◆ **DATA SECTION**:
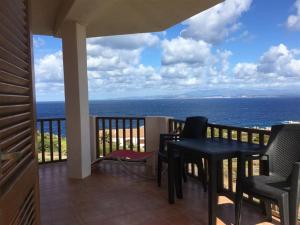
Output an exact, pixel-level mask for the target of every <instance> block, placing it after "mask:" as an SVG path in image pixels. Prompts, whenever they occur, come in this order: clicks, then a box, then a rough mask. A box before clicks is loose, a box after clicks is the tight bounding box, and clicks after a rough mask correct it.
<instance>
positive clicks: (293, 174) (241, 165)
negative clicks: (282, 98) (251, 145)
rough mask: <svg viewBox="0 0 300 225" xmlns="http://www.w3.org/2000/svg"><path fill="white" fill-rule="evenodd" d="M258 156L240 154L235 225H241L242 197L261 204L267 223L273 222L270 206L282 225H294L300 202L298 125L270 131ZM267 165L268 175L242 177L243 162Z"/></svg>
mask: <svg viewBox="0 0 300 225" xmlns="http://www.w3.org/2000/svg"><path fill="white" fill-rule="evenodd" d="M263 153H264V154H262V155H260V156H251V155H249V154H246V153H243V154H241V155H240V157H239V160H238V162H239V163H238V173H239V175H238V180H237V193H236V206H235V207H236V209H235V212H236V224H237V225H238V224H240V220H241V218H240V217H241V216H240V213H241V205H242V199H243V193H246V194H249V195H252V196H254V197H257V198H259V199H261V200H262V201H263V202H264V205H265V210H266V214H267V220H268V221H271V220H272V210H271V203H275V204H277V205H278V207H279V213H280V221H281V224H282V225H297V218H298V208H299V198H300V162H299V161H300V125H299V124H288V125H276V126H273V127H272V131H271V137H270V140H269V143H268V145H267V146H266V148H265V149H264V150H263ZM251 159H261V160H264V161H267V165H268V168H266V169H267V170H268V171H267V174H266V175H261V176H251V177H245V161H246V160H251Z"/></svg>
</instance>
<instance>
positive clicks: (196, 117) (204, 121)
mask: <svg viewBox="0 0 300 225" xmlns="http://www.w3.org/2000/svg"><path fill="white" fill-rule="evenodd" d="M207 121H208V119H207V118H206V117H203V116H193V117H187V118H186V121H185V125H184V128H183V130H182V132H181V134H180V138H193V139H202V138H206V133H207Z"/></svg>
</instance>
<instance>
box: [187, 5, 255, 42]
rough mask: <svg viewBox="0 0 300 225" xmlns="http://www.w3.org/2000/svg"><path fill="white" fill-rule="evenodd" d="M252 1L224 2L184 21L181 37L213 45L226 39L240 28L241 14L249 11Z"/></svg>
mask: <svg viewBox="0 0 300 225" xmlns="http://www.w3.org/2000/svg"><path fill="white" fill-rule="evenodd" d="M251 3H252V0H226V1H225V2H223V3H220V4H218V5H216V6H215V7H212V8H210V9H208V10H206V11H204V12H202V13H199V14H198V15H196V16H193V17H192V18H190V19H188V20H187V21H185V22H184V23H183V24H185V25H187V27H186V28H185V29H183V30H182V32H181V36H182V37H184V38H193V39H195V40H204V41H206V42H208V43H214V42H218V41H221V40H223V39H224V38H226V37H228V35H229V34H230V33H231V32H234V31H236V30H237V29H238V28H239V27H240V25H241V24H240V23H239V22H238V19H239V17H240V16H241V15H242V13H244V12H246V11H248V10H249V8H250V6H251Z"/></svg>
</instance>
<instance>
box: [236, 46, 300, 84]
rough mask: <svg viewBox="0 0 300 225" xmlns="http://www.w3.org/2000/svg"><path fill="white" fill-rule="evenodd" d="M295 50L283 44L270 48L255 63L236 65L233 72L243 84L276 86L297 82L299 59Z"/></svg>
mask: <svg viewBox="0 0 300 225" xmlns="http://www.w3.org/2000/svg"><path fill="white" fill-rule="evenodd" d="M297 52H298V50H297V49H288V48H287V46H285V45H284V44H279V45H277V46H272V47H270V48H269V50H268V51H266V52H265V53H264V54H262V56H261V57H260V59H259V61H258V62H257V63H238V64H237V65H236V66H235V67H234V69H233V71H234V74H235V75H236V78H237V79H241V80H242V81H244V82H247V81H248V82H249V81H252V82H255V83H256V84H257V85H259V84H260V83H262V82H263V83H265V84H266V83H267V84H268V85H270V86H272V85H277V84H278V83H277V82H279V83H281V84H283V82H284V83H285V84H288V83H293V82H298V81H297V80H298V79H299V78H300V70H299V68H300V59H298V58H297V54H296V53H297Z"/></svg>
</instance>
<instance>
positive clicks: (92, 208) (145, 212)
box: [40, 162, 278, 225]
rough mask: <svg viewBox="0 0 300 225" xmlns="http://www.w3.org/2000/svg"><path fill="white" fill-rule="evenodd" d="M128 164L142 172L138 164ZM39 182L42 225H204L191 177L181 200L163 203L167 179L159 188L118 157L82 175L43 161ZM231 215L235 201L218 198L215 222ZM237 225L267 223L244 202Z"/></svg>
mask: <svg viewBox="0 0 300 225" xmlns="http://www.w3.org/2000/svg"><path fill="white" fill-rule="evenodd" d="M133 167H134V168H133V169H135V171H136V172H138V173H140V174H143V171H142V170H143V167H141V166H133ZM40 187H41V217H42V218H41V220H42V225H171V224H172V225H196V224H197V225H200V224H207V209H206V208H207V207H206V206H207V197H206V196H207V194H206V193H204V192H202V187H201V184H200V183H198V182H197V181H195V180H193V179H192V178H191V179H190V180H189V181H188V183H186V184H184V192H183V193H184V199H183V200H177V201H176V203H175V204H174V205H169V204H168V201H167V185H166V182H164V183H163V186H162V187H161V188H158V187H157V186H156V183H155V181H154V180H149V179H143V178H141V177H136V176H134V175H132V174H128V173H127V172H125V171H124V169H122V168H121V167H120V164H118V163H117V162H102V164H101V165H100V166H99V167H98V168H97V169H95V170H94V171H93V174H92V176H90V177H88V178H86V179H84V180H72V179H68V178H67V170H66V163H55V164H48V165H42V166H40ZM233 218H234V205H233V204H232V203H231V202H230V201H229V200H228V199H227V198H225V197H220V198H219V207H218V225H219V224H233V222H234V221H233ZM274 223H275V221H274ZM242 224H243V225H250V224H270V223H263V216H262V215H261V213H260V212H259V211H258V210H257V209H254V208H253V207H251V206H245V207H244V210H243V215H242ZM275 224H278V223H275Z"/></svg>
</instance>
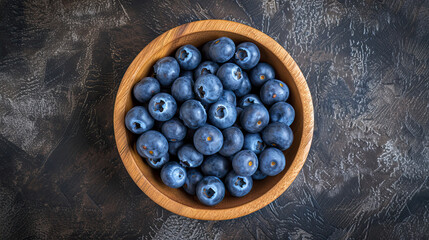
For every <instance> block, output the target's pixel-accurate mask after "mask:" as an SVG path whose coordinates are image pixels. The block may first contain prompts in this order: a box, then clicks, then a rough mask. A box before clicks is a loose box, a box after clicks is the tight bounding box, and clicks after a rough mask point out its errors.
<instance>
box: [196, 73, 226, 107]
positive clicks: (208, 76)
mask: <svg viewBox="0 0 429 240" xmlns="http://www.w3.org/2000/svg"><path fill="white" fill-rule="evenodd" d="M222 91H223V87H222V83H221V82H220V80H219V78H217V77H216V76H215V75H213V74H206V75H203V76H201V77H199V78H198V79H197V81H195V84H194V92H195V94H196V95H197V96H198V98H199V99H200V100H201V102H202V103H203V104H208V103H214V102H216V101H217V100H218V99H219V98H220V96H221V95H222Z"/></svg>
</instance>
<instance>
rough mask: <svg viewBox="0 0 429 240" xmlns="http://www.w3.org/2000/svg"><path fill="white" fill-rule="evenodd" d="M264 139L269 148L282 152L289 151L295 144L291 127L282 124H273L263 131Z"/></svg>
mask: <svg viewBox="0 0 429 240" xmlns="http://www.w3.org/2000/svg"><path fill="white" fill-rule="evenodd" d="M262 139H263V140H264V142H265V143H266V144H267V145H268V146H273V147H276V148H278V149H280V150H282V151H284V150H286V149H288V148H289V147H290V145H292V142H293V133H292V130H291V129H290V127H289V126H288V125H286V124H284V123H281V122H273V123H270V124H268V126H267V127H266V128H265V129H264V130H263V131H262Z"/></svg>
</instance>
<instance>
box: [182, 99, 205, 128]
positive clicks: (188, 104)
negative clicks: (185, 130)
mask: <svg viewBox="0 0 429 240" xmlns="http://www.w3.org/2000/svg"><path fill="white" fill-rule="evenodd" d="M179 114H180V119H182V121H183V123H184V124H185V125H186V126H187V127H188V128H192V129H197V128H199V127H201V126H203V125H204V124H205V123H206V121H207V114H206V110H205V109H204V107H203V105H202V104H201V102H199V101H197V100H193V99H191V100H188V101H186V102H184V103H183V104H182V106H181V107H180V112H179Z"/></svg>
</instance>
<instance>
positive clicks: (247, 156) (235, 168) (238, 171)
mask: <svg viewBox="0 0 429 240" xmlns="http://www.w3.org/2000/svg"><path fill="white" fill-rule="evenodd" d="M232 168H233V169H234V171H235V172H236V173H237V174H238V175H241V176H252V175H253V174H254V173H255V171H256V169H258V157H257V156H256V154H255V153H254V152H252V151H250V150H241V151H240V152H238V153H237V154H235V155H234V158H233V159H232Z"/></svg>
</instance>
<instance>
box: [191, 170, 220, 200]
mask: <svg viewBox="0 0 429 240" xmlns="http://www.w3.org/2000/svg"><path fill="white" fill-rule="evenodd" d="M195 191H196V194H197V197H198V200H200V202H201V203H202V204H204V205H207V206H214V205H216V204H218V203H220V202H221V201H222V200H223V198H224V197H225V185H224V184H223V182H222V181H221V180H220V179H219V178H217V177H215V176H207V177H204V178H203V179H202V180H201V181H200V182H198V184H197V188H196V190H195Z"/></svg>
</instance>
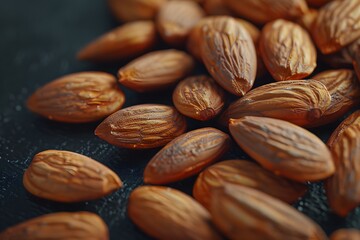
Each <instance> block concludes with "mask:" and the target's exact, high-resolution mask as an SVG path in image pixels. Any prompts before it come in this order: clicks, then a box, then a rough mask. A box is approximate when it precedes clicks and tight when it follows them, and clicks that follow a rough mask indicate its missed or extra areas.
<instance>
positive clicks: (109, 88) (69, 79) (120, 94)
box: [27, 72, 125, 123]
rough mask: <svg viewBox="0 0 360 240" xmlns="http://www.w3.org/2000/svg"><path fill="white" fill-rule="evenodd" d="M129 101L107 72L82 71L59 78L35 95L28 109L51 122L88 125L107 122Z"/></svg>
mask: <svg viewBox="0 0 360 240" xmlns="http://www.w3.org/2000/svg"><path fill="white" fill-rule="evenodd" d="M124 102H125V95H124V93H123V92H122V91H121V90H120V89H119V88H118V87H117V85H116V79H115V78H114V77H113V76H112V75H110V74H107V73H103V72H81V73H74V74H69V75H66V76H64V77H61V78H58V79H56V80H54V81H52V82H50V83H48V84H46V85H45V86H43V87H41V88H39V89H38V90H37V91H36V92H35V93H33V94H32V95H31V96H30V97H29V99H28V101H27V107H28V108H29V110H30V111H32V112H34V113H37V114H39V115H41V116H43V117H46V118H48V119H50V120H54V121H59V122H67V123H85V122H93V121H98V120H100V119H103V118H105V117H107V116H109V115H110V114H112V113H113V112H116V111H117V110H119V109H120V108H121V107H122V105H123V104H124Z"/></svg>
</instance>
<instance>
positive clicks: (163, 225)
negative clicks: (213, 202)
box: [128, 186, 222, 240]
mask: <svg viewBox="0 0 360 240" xmlns="http://www.w3.org/2000/svg"><path fill="white" fill-rule="evenodd" d="M128 215H129V217H130V219H131V220H132V221H133V222H134V223H135V224H136V225H137V226H138V227H139V228H140V229H141V230H143V231H144V232H145V233H147V234H148V235H150V236H151V237H153V238H156V239H173V240H183V239H189V240H200V239H208V240H214V239H222V237H221V236H220V235H219V234H218V233H217V232H216V231H215V230H214V228H213V227H212V225H211V218H210V214H209V213H208V212H207V211H206V209H205V208H204V207H203V206H201V205H200V204H199V203H198V202H196V201H195V200H194V199H192V198H191V197H190V196H188V195H186V194H184V193H182V192H180V191H178V190H175V189H171V188H167V187H156V186H143V187H138V188H136V189H135V190H134V191H133V192H132V193H131V195H130V198H129V203H128Z"/></svg>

◆ **PROMPT**: All lines from the start of the entries above through the line containing "positive clicks: (293, 174) (241, 165)" are to be given again exactly; the pictures are not.

◆ **RESULT**:
Output an exact, pixel-level mask for the target of every <instance> block, placing it after "mask:" as an SVG path in image pixels. Prompts, whenever they occur, come in this order: clicks, then a box, then a rough mask. A box before clicks is loose, a box after clicks is the tight bounding box, and clicks after a rough mask correct it.
<instance>
positive clicks: (293, 174) (241, 165)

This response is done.